## DIRECTION A
Please retype part of the records below with no changes, everything from the line containing "Spot the window, then" down to the end of the records.

## SELECTED EXTRACT
--*--

# Spellchecker



## Kermit2 (Sep 24, 2010)

Is it possible to have a spell checker when posting? As it appears there is more and more people posting who are either dyslexic or who just cannot spell to save their lives.


----------



## Lurgilurg (Aug 15, 2010)

Google chrome web browser has one


----------



## Guest (Sep 8, 2011)

Firefox has one on it!


----------



## richgearguy (Jun 23, 2011)

Kermit2 said:


> Is it possible to have a spell checker when posting? As it appears there is more and more people posting who are either dyslexic or who just cannot spell to save *there* lives.


Yes, I know


----------



## K1eran (Jan 9, 2011)

And google toolbar has a spell checker


----------



## Ginger Ben (Oct 5, 2010)

It's 'their'. Sorry....


----------



## Kermit2 (Sep 24, 2010)

Well spotted LOL


----------



## Kermit2 (Sep 24, 2010)

Kermit2 said:


> Is it possible to have a spell checker when posting? As it appears there is more and more people posting who are either dyslexic or who just cannot spell to save their lives.


Fixed


----------



## 1010AD (May 30, 2009)

The spell checker at the top of quick reply won't work anymore but worked fine before UkM did some work on their site anyone had that problem?,

Anyone know why??

I can't spell very well and use the one on google tool bar but if I reply on Go Advanced the text disappears until I click stop :confused1:


----------



## Milky (Nov 30, 2008)

Mate, just let it go.

It doesnt really matter does it. Your right for what its worth, grammar, spelling etc has declined beyond belief but its a BB'ing forum.


----------



## Guest (Sep 11, 2011)

1010AD said:


> The spell checker at the top of quick reply won't work anymore but worked fine before UkM did some work on their site anyone had that problem?,
> 
> Anyone know why??
> 
> I can't spell very well and use the one on google tool bar but if I reply on Go Advanced the text disappears until I click stop :confused1:


Don't worry about spelling mate, we are all human and spelling mistakes happen 

A couple of letters wrongly placed here and there doesn't matter. I'm not the best either, but were all here, as grown ups, who have one thing in common...... TRAINING!


----------



## BIG BUCK (Mar 26, 2010)

I fink it wood be a grate I deer


----------



## Guest (Sep 11, 2011)

BIG BUCK said:


> I fink it wood be a grate I deer


Lol, but we all get what you mean don't we 

Thats my point, what you've wrote makes sense. Not spelt correctly, but who cares!!


----------



## Moonbeam (Jul 20, 2011)

fcuk it. As long as people no wot you meen then it iz all good. Czech my progress..


----------



## Wardy211436114751 (Jan 24, 2011)

Its nice to have to think about spelling, keeps you on your toes rather than just right clicking and auto-correcting everything.


----------

--*--

## Point annotation dataset records
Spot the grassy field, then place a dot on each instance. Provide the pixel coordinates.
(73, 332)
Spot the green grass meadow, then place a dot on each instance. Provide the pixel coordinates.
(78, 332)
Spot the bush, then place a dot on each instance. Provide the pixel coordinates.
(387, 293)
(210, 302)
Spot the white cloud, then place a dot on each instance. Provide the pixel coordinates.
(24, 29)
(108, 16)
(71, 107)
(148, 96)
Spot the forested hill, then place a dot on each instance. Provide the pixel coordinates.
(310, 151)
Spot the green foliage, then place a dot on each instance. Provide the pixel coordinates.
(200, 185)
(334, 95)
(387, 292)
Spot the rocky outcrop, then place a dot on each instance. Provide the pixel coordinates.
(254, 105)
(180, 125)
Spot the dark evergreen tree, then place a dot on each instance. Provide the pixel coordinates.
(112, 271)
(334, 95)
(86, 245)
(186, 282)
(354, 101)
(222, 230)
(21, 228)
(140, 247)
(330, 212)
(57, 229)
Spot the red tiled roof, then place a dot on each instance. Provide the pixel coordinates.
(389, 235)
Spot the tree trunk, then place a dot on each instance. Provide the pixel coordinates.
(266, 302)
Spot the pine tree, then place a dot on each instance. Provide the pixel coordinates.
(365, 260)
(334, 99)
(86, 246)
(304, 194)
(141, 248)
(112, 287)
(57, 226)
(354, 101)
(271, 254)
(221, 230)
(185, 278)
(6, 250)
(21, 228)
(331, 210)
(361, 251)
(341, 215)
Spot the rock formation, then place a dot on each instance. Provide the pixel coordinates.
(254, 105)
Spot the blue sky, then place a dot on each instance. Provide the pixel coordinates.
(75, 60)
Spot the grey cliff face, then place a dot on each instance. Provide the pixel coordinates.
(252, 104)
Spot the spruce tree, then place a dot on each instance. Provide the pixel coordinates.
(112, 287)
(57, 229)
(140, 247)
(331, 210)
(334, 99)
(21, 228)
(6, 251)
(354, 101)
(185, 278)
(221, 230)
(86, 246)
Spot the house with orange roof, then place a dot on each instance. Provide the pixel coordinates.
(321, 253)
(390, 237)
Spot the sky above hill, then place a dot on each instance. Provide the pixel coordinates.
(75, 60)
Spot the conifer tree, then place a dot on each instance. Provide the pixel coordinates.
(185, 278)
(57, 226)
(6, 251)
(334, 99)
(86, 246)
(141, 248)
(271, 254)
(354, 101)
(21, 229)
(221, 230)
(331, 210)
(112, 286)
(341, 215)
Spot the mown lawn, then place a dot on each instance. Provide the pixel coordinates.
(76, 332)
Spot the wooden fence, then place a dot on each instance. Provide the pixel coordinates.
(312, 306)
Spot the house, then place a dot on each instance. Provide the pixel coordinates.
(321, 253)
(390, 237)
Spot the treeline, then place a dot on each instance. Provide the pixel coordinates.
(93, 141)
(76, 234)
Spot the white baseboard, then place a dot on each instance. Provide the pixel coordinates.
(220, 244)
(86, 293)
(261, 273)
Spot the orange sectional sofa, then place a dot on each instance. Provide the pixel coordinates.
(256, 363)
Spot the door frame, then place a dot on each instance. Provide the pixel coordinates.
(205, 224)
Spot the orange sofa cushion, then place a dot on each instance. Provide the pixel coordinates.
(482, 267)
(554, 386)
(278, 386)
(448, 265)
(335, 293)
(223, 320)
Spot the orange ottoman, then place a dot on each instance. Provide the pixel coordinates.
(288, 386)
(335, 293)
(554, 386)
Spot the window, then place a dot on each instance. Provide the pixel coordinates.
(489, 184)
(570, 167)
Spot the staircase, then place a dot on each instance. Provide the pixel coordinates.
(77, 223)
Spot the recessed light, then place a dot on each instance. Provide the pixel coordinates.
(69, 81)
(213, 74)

--*--

## DIRECTION B
Echo the spellchecker thread above word for word, everything from "Lol, but we" down to "Czech my progress..".

## COMPLETE ANSWER A
Spot the window, then place a dot on each instance. Provide the pixel coordinates.
(489, 184)
(570, 167)
Spot the staircase, then place a dot on each instance. Provide the pixel coordinates.
(77, 223)
Spot the recessed light, then place a dot on each instance. Provide the pixel coordinates.
(69, 81)
(213, 74)

## COMPLETE ANSWER B
Lol, but we all get what you mean don't we 

Thats my point, what you've wrote makes sense. Not spelt correctly, but who cares!!


----------



## Moonbeam (Jul 20, 2011)

fcuk it. As long as people no wot you meen then it iz all good. Czech my progress..